| AUFGABENSTELLUNG |
Drucken Sie den Textabschnitt über die Menswear-Schauen in Paris vollständig und unverändert ab.

| TEXTABSCHNITT |
----
Während mit der Fußball-Europameisterschaft der Herren in Deutschland und den bevorstehenden Olympischen Spielen in Paris der gemeinsame Sportsgeist zusammenkommt, zeigten die Modehäuser ihre neuesten Menswear-Kollektionen in Paris. Bei einigen Schauen ging es ebenfalls sportlich zu, während sich andere mit dem bunten Zirkus der Mode vergnügten oder in Zurückhaltung übten.

Sportsfreund

Für Sport und Zusammenhalt steht die SS25-Kollektion von Louis Vuittons Menswear-Designchef Pharrell Williams, der sich mit der internationalen Gemeinschaft und der globalen Mentalität des französischen Modehauses auseinandergesetzt hat, heißt es in den Shownotes. Die Kollektion, die zum Großteil auf eine Farbpalette aus Grau- und Brauntönen sowie Schwarz setzte, brachte die für den Designer typischen Mix aus Streetwear, klassischer Menswear und Workwear zusammen. Blaue und grüne Elemente lieferten einzelne Farbtupfer, die die Erde darstellten. Richtig ins Rollen kam die Kollektion, die auf dem grün-karierten Kunstrasen-Laufsteg präsentiert wurde, erst mit verschiedenen Fußball-Anspielungen – Trikots, Jacken und Taschen aus Bällen und von dem Teamsport inspirierte Schuhe.
----
| BEREITGESTELLTE DATEN |
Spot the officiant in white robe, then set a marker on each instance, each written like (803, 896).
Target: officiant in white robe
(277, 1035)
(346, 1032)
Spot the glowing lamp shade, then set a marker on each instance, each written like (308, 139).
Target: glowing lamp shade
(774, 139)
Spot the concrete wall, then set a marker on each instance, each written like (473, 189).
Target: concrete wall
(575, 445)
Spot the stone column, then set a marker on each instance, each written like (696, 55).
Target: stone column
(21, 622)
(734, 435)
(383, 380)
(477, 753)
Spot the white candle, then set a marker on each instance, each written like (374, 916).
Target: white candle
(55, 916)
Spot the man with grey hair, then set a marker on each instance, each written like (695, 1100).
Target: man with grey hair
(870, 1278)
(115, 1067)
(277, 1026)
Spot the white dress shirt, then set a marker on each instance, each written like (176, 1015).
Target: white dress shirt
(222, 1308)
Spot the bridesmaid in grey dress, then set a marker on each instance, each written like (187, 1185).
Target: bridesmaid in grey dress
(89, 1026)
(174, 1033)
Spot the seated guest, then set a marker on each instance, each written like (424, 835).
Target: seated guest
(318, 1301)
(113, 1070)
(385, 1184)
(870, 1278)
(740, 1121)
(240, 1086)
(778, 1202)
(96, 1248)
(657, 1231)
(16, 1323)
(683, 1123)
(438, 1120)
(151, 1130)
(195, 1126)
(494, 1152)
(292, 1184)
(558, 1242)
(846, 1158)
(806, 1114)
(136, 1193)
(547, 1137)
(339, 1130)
----
| LÖSUNG DER AUFGABE |
Während mit der Fußball-Europameisterschaft der Herren in Deutschland und den bevorstehenden Olympischen Spielen in Paris der gemeinsame Sportsgeist zusammenkommt, zeigten die Modehäuser ihre neuesten Menswear-Kollektionen in Paris. Bei einigen Schauen ging es ebenfalls sportlich zu, während sich andere mit dem bunten Zirkus der Mode vergnügten oder in Zurückhaltung übten.

Sportsfreund

Für Sport und Zusammenhalt steht die SS25-Kollektion von Louis Vuittons Menswear-Designchef Pharrell Williams, der sich mit der internationalen Gemeinschaft und der globalen Mentalität des französischen Modehauses auseinandergesetzt hat, heißt es in den Shownotes. Die Kollektion, die zum Großteil auf eine Farbpalette aus Grau- und Brauntönen sowie Schwarz setzte, brachte die für den Designer typischen Mix aus Streetwear, klassischer Menswear und Workwear zusammen. Blaue und grüne Elemente lieferten einzelne Farbtupfer, die die Erde darstellten. Richtig ins Rollen kam die Kollektion, die auf dem grün-karierten Kunstrasen-Laufsteg präsentiert wurde, erst mit verschiedenen Fußball-Anspielungen – Trikots, Jacken und Taschen aus Bällen und von dem Teamsport inspirierte Schuhe.